- **Exercise directions**:
Update the records from their start through the line containing "column 152, row 60" so that "shaped like" becomes "formatted as" everywhere, with every other part of those lines left unchanged. Return only those lines.

Pointing records:
*****

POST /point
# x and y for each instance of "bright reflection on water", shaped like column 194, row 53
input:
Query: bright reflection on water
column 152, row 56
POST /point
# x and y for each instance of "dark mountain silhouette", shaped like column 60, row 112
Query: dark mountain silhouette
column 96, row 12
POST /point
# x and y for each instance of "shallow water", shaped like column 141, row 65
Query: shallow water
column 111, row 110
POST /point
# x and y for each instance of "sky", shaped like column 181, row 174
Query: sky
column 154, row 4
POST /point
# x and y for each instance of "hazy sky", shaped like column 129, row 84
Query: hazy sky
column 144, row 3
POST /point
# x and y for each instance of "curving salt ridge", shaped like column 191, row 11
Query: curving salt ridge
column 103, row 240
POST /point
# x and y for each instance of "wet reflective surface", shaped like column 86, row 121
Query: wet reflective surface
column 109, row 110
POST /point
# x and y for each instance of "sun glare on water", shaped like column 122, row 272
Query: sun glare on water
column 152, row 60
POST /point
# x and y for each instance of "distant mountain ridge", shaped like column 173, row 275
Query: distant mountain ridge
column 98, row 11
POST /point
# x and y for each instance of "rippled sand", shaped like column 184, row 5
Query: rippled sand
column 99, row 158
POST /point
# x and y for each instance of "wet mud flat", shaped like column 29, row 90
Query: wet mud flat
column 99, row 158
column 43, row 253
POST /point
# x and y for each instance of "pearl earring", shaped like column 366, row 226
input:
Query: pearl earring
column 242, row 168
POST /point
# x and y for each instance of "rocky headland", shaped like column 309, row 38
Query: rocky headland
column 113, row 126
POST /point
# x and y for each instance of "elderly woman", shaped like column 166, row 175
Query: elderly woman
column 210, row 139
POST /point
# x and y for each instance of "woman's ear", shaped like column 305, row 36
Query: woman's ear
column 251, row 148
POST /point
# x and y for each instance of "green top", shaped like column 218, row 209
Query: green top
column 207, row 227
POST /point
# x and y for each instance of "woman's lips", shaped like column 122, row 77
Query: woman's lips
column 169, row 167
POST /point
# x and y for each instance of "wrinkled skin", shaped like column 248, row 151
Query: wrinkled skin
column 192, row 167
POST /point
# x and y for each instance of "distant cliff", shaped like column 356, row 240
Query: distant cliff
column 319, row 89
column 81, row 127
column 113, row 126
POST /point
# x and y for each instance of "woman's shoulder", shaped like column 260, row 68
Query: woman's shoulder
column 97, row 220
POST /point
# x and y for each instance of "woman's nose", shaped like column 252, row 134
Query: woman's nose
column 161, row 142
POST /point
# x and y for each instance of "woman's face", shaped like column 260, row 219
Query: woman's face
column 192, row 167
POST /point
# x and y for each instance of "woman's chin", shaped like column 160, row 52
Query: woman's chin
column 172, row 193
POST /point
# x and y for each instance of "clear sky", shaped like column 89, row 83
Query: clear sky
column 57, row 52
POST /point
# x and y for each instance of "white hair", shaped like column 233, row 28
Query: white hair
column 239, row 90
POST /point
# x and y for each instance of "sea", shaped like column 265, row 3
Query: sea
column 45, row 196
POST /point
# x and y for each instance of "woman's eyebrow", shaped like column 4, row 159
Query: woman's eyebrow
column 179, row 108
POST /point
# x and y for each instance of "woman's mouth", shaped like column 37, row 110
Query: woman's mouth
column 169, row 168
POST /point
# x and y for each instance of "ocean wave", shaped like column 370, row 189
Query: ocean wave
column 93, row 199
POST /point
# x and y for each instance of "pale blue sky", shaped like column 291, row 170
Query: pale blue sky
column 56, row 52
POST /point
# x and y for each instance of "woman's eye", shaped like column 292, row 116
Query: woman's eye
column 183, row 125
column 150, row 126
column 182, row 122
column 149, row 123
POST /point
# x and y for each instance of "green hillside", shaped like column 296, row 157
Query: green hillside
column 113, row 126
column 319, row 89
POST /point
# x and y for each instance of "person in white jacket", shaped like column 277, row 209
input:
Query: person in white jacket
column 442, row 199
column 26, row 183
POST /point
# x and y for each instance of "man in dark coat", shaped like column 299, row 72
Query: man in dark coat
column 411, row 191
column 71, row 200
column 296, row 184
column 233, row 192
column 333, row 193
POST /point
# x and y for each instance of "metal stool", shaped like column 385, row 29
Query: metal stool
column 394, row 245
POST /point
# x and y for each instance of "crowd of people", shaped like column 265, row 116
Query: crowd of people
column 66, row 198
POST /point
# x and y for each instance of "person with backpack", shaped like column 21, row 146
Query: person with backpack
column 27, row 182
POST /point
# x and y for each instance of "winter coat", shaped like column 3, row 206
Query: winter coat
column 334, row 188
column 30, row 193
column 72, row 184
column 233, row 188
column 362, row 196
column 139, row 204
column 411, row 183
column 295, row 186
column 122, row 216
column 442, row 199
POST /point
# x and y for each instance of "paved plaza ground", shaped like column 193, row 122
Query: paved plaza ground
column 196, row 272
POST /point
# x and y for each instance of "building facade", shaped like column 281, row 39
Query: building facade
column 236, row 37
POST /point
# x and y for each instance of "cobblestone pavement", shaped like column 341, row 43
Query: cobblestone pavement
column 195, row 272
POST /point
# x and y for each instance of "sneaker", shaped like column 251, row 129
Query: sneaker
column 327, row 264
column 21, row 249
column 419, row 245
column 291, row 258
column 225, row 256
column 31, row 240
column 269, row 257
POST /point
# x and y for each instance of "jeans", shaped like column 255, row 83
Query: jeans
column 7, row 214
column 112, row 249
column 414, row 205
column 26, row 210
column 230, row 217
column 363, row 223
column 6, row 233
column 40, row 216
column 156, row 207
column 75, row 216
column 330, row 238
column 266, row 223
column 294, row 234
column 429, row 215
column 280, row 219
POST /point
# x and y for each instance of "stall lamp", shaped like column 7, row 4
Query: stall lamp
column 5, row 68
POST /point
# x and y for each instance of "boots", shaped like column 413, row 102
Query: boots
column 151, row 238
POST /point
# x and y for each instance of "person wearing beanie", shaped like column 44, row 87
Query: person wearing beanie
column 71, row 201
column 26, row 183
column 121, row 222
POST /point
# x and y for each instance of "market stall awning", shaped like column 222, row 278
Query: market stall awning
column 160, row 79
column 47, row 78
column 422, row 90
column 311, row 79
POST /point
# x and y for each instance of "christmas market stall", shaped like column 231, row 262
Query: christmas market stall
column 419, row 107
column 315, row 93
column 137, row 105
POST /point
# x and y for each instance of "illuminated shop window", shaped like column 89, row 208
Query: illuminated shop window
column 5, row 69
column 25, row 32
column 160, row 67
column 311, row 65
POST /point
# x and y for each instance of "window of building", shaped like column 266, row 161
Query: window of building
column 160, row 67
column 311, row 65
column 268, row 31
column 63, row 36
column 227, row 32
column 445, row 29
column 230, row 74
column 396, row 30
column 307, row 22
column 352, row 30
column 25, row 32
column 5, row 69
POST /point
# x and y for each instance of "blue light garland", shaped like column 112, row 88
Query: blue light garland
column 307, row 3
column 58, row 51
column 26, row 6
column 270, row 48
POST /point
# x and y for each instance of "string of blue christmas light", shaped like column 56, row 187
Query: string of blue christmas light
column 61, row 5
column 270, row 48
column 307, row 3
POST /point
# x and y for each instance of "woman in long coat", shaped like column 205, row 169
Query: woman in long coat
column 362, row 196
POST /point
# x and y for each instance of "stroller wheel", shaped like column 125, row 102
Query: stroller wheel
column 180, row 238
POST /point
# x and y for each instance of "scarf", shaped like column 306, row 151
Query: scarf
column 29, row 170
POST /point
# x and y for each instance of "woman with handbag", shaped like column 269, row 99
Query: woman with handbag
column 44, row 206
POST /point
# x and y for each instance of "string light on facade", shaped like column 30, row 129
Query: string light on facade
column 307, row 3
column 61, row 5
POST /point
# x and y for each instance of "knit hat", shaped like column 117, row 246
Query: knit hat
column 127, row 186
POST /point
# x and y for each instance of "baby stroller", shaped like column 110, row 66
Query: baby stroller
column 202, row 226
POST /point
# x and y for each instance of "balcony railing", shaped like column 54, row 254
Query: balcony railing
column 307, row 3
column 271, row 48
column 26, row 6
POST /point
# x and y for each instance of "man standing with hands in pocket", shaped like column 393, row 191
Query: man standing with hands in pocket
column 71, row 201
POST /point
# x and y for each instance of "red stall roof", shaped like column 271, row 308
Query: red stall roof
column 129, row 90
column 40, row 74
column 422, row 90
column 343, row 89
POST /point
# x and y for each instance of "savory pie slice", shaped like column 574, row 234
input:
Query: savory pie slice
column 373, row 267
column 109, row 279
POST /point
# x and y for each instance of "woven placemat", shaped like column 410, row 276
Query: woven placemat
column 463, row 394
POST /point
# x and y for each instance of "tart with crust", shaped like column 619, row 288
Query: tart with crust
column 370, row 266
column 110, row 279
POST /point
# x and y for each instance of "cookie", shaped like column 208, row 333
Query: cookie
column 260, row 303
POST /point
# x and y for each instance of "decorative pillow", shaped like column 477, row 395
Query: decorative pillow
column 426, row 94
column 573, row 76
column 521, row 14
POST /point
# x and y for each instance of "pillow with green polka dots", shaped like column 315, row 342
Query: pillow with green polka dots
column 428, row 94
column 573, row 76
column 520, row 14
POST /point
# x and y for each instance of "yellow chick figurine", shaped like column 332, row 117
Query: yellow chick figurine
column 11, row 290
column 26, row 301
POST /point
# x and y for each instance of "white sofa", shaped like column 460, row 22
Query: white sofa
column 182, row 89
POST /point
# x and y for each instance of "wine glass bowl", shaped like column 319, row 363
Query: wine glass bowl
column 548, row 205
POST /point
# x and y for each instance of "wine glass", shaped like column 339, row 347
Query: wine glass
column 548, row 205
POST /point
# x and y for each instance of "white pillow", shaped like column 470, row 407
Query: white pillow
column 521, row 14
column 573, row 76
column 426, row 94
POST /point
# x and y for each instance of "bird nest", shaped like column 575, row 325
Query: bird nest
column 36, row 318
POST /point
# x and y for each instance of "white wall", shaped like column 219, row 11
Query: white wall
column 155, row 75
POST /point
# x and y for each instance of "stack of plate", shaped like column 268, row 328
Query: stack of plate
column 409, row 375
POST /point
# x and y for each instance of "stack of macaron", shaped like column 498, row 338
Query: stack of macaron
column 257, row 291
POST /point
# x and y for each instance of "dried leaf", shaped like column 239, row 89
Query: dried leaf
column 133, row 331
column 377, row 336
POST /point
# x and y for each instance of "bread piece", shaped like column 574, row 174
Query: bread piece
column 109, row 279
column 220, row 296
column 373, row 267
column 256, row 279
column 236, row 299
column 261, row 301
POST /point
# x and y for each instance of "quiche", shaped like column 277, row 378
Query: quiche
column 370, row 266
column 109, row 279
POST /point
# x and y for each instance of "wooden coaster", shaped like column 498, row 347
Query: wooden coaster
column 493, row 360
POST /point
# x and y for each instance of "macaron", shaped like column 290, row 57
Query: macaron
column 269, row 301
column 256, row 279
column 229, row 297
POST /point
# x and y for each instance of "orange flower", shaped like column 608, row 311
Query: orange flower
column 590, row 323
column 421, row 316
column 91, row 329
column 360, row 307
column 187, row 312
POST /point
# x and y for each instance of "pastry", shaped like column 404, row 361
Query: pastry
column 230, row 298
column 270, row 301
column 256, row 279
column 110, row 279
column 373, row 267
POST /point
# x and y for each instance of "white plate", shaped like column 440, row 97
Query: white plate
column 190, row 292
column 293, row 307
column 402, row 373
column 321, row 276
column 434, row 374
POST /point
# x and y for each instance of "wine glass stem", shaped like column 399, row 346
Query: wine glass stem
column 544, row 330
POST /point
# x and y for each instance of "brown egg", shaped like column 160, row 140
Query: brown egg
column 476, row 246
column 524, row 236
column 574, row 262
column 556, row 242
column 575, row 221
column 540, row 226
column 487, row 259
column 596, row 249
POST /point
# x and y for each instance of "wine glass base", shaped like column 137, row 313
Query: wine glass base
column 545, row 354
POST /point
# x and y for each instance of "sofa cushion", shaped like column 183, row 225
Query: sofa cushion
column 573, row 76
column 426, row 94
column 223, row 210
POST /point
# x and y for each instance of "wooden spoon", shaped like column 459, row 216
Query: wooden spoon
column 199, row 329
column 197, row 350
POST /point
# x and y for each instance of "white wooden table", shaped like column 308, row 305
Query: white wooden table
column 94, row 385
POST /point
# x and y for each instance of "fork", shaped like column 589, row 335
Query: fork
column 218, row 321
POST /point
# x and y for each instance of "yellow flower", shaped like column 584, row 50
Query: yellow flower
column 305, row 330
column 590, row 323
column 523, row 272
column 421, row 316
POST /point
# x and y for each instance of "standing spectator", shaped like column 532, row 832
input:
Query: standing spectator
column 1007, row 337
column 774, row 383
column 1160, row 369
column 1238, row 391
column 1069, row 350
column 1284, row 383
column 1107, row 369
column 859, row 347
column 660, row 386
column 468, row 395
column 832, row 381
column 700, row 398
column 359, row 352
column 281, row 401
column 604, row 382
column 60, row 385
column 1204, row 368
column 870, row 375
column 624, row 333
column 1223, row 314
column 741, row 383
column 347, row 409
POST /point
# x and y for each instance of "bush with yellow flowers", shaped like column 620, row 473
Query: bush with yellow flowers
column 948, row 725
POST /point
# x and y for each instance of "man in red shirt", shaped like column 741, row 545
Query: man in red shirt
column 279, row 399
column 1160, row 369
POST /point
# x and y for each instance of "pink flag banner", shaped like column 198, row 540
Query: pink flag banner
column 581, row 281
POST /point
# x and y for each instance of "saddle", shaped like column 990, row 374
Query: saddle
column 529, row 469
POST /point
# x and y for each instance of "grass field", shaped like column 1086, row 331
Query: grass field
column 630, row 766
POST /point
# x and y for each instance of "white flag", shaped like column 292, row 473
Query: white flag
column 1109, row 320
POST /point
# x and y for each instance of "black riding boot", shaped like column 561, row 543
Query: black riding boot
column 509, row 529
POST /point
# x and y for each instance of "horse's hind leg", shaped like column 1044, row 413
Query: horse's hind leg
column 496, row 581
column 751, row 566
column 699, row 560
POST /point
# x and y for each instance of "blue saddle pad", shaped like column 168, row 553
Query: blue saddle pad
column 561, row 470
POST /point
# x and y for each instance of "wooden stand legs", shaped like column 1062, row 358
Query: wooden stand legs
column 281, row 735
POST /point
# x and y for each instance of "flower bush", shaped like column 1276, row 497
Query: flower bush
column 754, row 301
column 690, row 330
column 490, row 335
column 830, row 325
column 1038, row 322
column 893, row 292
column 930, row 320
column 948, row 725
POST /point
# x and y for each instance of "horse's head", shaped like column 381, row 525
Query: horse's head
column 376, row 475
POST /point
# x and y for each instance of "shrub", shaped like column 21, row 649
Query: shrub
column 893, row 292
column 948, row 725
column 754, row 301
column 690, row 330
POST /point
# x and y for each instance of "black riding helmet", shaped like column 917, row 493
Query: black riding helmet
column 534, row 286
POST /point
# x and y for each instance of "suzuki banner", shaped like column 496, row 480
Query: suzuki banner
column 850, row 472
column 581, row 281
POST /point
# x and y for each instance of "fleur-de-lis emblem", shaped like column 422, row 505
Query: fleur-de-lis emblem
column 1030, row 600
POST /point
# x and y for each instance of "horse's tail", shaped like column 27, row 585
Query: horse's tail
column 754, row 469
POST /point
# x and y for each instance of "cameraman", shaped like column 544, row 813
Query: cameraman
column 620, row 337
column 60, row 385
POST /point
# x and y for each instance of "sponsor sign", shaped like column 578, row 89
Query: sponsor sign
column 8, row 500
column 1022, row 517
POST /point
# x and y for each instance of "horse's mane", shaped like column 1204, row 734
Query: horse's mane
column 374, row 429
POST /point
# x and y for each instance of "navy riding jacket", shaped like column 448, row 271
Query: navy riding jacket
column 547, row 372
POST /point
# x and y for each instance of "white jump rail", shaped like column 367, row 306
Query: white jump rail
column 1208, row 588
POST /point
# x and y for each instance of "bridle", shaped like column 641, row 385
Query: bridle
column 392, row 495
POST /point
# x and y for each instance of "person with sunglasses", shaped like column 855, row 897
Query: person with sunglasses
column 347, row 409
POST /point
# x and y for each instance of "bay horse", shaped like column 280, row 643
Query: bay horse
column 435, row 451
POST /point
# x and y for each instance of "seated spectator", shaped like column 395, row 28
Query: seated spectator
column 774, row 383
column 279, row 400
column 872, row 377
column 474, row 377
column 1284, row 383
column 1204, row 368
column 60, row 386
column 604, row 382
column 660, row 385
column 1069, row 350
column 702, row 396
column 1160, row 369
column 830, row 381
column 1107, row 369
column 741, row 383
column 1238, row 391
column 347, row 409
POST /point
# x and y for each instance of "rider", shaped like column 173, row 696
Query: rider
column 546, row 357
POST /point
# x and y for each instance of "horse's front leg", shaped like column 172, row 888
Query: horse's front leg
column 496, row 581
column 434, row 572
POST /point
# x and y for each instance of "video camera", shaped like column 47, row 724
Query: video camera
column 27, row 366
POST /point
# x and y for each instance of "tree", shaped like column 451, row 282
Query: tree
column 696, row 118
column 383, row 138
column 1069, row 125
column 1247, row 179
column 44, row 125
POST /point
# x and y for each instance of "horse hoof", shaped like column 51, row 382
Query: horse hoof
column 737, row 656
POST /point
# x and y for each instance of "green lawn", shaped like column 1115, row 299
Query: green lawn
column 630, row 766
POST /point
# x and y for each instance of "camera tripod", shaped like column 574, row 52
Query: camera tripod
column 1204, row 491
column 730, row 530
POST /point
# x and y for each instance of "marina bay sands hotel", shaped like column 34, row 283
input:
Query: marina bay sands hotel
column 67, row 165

*****

- **Result for this exercise**:
POST /point
# x and y for each instance of "bright reflection on water", formatted as column 194, row 53
input:
Query: bright reflection on water
column 152, row 56
POST /point
# x and y for each instance of "dark mountain silhouette", formatted as column 60, row 112
Query: dark mountain silhouette
column 96, row 12
POST /point
# x and y for each instance of "shallow water", formatted as column 141, row 65
Query: shallow water
column 111, row 110
POST /point
# x and y for each instance of "sky", formatted as column 181, row 174
Query: sky
column 154, row 4
POST /point
# x and y for each instance of "hazy sky", formatted as column 129, row 84
Query: hazy sky
column 144, row 3
POST /point
# x and y for each instance of "curving salt ridge", formatted as column 191, row 11
Query: curving salt ridge
column 103, row 240
POST /point
# x and y for each instance of "wet reflective surface", formatted as column 86, row 121
Query: wet reflective surface
column 109, row 110
POST /point
# x and y for each instance of "sun glare on water", formatted as column 122, row 272
Query: sun glare on water
column 152, row 60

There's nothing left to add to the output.